# [Task details]
Copy each line from the raw records below that contains the word "with".

# [Raw records]

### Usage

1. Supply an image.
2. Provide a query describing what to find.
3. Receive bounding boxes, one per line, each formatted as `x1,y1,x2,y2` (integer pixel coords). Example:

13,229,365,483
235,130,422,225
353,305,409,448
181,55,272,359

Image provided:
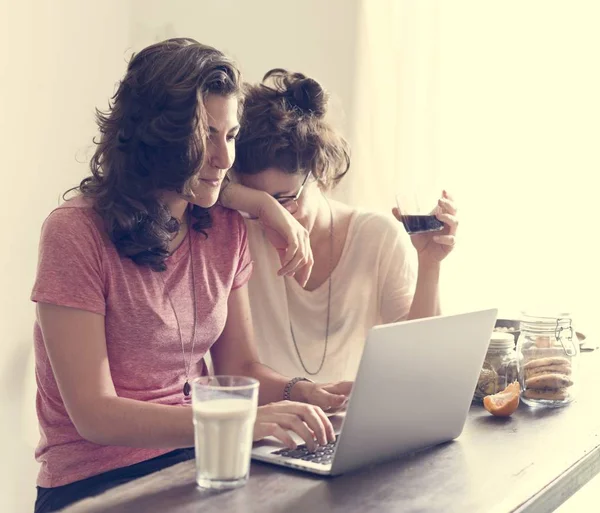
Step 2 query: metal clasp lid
554,317,577,356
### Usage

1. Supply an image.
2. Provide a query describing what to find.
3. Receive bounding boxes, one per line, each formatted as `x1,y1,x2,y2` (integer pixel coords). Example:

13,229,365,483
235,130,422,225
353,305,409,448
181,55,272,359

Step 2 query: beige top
246,211,417,382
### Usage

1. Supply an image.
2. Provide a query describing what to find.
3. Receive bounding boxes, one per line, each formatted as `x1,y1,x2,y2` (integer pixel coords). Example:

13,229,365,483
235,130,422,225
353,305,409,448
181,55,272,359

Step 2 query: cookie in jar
517,313,579,407
473,331,518,403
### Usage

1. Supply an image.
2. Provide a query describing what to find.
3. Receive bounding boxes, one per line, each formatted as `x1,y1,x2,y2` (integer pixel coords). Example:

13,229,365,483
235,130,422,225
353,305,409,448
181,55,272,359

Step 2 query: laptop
252,309,498,476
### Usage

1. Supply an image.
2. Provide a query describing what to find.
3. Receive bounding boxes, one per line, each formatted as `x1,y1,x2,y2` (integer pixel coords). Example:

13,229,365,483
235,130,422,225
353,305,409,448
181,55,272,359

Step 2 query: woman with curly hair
32,39,348,512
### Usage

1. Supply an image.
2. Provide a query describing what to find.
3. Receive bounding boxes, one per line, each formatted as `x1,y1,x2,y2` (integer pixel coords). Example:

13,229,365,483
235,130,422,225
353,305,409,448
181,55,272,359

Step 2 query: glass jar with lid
517,312,579,407
473,331,518,403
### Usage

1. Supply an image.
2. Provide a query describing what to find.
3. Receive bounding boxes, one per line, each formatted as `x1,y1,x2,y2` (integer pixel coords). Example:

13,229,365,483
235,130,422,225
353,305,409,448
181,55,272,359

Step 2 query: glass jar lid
489,331,515,350
521,310,577,356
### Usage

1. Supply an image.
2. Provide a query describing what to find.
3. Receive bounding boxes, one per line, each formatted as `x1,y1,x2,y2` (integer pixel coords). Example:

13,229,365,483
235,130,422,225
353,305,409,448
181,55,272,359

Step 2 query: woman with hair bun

# [Expected output]
Step 2 query: woman with curly hair
Step 2 query: glass jar with lid
Step 2 query: woman with hair bun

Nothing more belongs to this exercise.